In the review of the Mauser M 12 Extreme 6.5x55 below, what rifle does the reviewer use as their own main hunting rifle?

- _QUOTED TEXT_:
● ● ●

Mauser M 12 Extreme 6.5x55

Nik Maxwell reviews the latest offering from master gun makers Mauser...

When Hugh Bradley (Stager Sport Ltd) rang to say he had a Mauser M 12 chambered in 6.5x55 (fantastic cartridge!) for NZG&H to review, to say I was excited would have been an understatement. I have always had a fascination with Mausers, and for me they personify the ultimate in a classic and well-crafted rifle.

I have shot several Mauser-actioned rifles, and my own main hunting rifle is a Mauser 98 Husqvarna chambered in 7x57 – you will have read about that in previous issues of NZG&H. The bolt on the old Husky would be considered somewhat of a relic compared to the modern actions of today, but as anyone who has had any experience with these older actions will know, while they are certainly solid and robust, they do tend to slop around in the receiver quite a bit when cycled.

● ● ●

Photo-based point labeling data
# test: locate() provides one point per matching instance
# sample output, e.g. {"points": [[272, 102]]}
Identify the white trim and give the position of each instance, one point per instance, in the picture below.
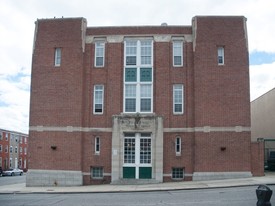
{"points": [[97, 142], [178, 153], [202, 176], [57, 57], [156, 37], [96, 55], [180, 42], [138, 83], [95, 129], [182, 98], [220, 51], [94, 99]]}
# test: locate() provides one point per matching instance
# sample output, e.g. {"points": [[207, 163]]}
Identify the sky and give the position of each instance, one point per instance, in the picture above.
{"points": [[17, 19]]}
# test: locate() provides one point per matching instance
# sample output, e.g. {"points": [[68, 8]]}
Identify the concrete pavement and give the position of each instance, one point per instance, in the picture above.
{"points": [[268, 179]]}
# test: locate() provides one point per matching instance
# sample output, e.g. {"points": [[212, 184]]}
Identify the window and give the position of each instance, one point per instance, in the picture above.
{"points": [[177, 173], [138, 76], [131, 52], [99, 54], [129, 150], [145, 150], [178, 99], [220, 55], [178, 146], [97, 172], [98, 99], [57, 57], [97, 145], [177, 53]]}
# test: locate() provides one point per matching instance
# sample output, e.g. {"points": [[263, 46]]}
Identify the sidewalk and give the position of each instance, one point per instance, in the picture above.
{"points": [[268, 179]]}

● ● ●

- _FINISHED EXERCISE_: A Mauser 98 Husqvarna chambered in 7x57.